▶ _GIVEN PROBLEM_
Return verbatim the part of the rows that opens with the line containing "Every instance gets one point. Tag the cobblestone" and closes with the final line of the rows.

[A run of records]
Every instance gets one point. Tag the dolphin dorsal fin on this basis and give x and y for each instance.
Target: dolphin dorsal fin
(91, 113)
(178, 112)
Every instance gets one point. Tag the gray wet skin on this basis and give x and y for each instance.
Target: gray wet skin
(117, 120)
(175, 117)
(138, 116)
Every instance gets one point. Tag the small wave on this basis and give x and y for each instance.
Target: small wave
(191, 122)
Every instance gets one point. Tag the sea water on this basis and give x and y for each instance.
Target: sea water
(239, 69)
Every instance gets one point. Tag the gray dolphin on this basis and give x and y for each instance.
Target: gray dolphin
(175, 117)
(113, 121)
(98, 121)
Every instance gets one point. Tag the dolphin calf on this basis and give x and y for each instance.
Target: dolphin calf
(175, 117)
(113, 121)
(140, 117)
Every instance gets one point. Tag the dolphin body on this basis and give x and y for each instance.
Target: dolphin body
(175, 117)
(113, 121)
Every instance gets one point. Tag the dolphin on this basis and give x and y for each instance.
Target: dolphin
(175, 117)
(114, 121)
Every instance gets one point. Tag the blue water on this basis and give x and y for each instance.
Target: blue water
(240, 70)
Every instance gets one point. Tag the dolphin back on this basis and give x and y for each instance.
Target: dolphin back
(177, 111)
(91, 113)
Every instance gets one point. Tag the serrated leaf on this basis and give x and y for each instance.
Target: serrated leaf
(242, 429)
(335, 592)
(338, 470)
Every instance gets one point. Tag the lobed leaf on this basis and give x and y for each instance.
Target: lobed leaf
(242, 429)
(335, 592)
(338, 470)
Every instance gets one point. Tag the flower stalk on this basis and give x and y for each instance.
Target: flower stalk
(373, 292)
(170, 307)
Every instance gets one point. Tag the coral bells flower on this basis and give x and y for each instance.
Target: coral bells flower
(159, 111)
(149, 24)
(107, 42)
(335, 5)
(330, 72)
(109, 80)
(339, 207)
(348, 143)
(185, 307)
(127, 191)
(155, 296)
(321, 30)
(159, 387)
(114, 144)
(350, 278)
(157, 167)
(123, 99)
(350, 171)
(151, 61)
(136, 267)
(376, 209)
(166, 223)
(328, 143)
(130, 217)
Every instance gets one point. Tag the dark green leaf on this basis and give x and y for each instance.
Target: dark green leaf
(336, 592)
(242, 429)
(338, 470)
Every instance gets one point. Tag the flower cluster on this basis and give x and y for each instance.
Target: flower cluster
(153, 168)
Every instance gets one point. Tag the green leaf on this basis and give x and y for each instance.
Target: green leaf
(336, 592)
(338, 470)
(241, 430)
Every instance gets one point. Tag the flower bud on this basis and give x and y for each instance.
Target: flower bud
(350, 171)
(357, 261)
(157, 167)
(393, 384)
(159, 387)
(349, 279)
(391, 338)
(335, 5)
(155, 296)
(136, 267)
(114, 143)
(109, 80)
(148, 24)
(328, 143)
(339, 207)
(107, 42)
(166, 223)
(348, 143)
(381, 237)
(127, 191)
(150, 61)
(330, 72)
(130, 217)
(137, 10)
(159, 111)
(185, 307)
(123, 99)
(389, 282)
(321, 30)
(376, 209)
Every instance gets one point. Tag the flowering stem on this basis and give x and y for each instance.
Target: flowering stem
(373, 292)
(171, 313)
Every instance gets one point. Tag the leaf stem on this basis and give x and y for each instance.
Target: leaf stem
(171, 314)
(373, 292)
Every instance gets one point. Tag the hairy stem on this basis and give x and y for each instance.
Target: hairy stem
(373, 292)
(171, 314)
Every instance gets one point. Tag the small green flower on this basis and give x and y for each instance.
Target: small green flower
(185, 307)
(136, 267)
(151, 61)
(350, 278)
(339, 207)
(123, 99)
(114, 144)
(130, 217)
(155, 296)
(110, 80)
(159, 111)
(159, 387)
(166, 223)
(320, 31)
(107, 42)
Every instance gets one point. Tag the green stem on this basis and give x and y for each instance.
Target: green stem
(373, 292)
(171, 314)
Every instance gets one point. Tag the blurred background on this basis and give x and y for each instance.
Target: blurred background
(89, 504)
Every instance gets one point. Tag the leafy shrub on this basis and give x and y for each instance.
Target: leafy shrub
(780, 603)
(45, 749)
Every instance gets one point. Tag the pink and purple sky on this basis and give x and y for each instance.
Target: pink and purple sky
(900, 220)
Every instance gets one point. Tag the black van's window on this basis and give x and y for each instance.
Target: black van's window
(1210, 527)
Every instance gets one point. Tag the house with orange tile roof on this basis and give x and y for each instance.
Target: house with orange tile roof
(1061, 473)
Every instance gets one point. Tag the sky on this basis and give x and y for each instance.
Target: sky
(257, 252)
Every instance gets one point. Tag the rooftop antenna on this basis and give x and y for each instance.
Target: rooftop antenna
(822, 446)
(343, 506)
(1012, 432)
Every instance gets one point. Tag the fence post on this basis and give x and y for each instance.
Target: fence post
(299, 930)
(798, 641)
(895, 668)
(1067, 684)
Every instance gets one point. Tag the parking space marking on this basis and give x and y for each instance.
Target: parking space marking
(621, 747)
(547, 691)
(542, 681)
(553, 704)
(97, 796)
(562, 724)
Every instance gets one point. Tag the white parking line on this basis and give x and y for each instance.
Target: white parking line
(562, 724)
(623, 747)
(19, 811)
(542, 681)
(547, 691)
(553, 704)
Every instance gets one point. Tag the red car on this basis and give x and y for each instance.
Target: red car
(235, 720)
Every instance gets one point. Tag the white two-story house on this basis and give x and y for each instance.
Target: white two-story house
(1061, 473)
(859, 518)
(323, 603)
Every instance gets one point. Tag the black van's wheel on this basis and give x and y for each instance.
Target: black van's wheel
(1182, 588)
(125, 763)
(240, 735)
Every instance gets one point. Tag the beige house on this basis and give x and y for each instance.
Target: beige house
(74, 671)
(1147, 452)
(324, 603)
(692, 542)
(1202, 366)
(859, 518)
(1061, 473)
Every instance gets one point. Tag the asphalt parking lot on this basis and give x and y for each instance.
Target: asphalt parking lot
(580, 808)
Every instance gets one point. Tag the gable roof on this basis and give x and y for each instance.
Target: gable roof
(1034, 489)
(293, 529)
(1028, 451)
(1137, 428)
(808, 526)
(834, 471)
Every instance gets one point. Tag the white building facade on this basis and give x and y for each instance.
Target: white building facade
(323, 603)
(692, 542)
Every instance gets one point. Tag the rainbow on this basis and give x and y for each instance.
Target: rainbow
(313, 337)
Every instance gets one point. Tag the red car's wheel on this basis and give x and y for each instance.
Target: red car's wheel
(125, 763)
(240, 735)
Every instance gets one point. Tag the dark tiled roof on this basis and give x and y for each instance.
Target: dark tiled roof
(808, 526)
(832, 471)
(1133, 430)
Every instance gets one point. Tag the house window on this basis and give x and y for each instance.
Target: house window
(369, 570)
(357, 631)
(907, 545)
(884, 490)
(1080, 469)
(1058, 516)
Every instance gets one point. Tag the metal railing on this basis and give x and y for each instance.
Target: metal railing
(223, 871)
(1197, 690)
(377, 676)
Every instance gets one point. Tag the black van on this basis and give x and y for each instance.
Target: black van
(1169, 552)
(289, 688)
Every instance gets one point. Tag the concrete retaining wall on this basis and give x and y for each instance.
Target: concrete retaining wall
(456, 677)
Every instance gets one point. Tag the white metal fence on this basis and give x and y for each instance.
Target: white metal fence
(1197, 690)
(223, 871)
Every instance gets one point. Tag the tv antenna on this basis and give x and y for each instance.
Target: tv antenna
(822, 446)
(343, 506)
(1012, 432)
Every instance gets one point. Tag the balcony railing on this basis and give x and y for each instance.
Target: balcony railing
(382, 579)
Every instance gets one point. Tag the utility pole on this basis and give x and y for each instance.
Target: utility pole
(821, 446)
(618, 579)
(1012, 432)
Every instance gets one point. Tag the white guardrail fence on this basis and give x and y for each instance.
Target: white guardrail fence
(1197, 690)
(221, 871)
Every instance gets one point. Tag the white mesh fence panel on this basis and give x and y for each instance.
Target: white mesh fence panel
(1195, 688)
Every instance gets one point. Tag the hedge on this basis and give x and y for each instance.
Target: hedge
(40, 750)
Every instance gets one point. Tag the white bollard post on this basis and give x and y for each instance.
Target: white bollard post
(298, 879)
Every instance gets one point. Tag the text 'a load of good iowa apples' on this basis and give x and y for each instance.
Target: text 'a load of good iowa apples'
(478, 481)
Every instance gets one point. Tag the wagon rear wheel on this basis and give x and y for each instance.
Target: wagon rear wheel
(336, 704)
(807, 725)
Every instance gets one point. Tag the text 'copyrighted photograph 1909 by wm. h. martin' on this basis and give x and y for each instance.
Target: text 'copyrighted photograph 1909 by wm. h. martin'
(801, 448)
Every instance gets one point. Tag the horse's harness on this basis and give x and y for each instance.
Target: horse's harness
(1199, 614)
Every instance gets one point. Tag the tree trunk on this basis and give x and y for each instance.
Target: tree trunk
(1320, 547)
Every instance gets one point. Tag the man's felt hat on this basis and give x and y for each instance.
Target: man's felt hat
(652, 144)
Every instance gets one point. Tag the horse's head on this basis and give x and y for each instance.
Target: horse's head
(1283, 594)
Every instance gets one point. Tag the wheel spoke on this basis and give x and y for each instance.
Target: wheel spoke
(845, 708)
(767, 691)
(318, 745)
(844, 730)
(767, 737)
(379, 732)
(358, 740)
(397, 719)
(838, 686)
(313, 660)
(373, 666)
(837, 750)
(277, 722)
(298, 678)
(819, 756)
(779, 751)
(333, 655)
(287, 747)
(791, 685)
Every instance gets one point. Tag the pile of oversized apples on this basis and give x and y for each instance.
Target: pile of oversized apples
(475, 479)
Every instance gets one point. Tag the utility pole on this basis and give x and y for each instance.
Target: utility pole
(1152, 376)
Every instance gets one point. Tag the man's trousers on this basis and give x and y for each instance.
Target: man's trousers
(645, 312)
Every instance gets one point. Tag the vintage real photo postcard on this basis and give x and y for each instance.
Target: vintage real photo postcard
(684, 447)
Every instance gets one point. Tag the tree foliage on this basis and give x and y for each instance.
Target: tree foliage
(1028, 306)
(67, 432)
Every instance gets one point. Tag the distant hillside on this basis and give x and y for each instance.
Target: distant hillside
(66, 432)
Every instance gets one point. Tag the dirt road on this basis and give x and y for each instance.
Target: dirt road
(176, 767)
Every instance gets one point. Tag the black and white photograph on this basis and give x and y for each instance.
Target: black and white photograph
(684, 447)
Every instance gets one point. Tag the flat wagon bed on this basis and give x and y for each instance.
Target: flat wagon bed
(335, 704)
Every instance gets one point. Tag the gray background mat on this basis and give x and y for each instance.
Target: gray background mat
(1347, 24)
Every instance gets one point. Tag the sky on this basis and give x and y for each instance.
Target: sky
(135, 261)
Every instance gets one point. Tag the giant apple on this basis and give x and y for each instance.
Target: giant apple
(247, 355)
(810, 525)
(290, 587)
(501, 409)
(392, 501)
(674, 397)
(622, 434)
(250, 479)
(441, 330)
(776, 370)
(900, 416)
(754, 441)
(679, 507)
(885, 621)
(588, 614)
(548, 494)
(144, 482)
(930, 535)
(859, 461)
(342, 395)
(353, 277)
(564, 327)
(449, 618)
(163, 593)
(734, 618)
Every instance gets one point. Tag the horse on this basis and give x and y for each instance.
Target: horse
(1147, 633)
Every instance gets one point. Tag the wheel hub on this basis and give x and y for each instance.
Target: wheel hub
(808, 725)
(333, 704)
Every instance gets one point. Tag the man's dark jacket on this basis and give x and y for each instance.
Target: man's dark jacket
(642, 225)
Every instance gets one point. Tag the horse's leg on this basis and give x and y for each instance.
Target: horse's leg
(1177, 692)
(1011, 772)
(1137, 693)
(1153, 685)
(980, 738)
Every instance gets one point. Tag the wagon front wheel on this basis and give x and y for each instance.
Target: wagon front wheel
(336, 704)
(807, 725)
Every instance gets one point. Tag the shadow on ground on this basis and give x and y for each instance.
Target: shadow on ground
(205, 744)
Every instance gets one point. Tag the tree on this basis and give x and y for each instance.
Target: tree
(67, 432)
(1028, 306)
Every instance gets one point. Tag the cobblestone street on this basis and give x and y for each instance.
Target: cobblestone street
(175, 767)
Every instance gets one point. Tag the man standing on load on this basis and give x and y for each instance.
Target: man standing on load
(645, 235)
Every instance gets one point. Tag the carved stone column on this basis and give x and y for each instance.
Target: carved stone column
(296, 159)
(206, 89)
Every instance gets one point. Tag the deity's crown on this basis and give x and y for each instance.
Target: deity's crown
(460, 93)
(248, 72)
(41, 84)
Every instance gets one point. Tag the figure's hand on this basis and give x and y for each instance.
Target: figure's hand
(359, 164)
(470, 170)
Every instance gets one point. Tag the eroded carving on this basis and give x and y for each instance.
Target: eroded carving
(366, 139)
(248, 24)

▶ _PROBLEM SOLUTION_
Every instance gets one point. Tag the cobblestone street on this basis and give x and y for each instance.
Target: cobblestone street
(175, 767)
Every instance gets one point. Tag the man standing on load on this basis and give x and y for each instance.
Target: man standing on load
(645, 235)
Every instance gets one point. Tag the carved stone column on this basis and give x and y for each instance.
Target: carved stone column
(296, 159)
(206, 89)
Every instance gets one point. Tag the deity's crown on this basis and give x and y for each instance.
Target: deity's crown
(460, 93)
(248, 72)
(41, 84)
Every instance gets one point. Tag the figure's hand on this basis and give x and y for each instance.
Target: figure's hand
(359, 164)
(470, 170)
Every instance gets one point. Tag the eroded carving on this basis and give x and y for each instance.
Target: eroded carving
(366, 139)
(248, 24)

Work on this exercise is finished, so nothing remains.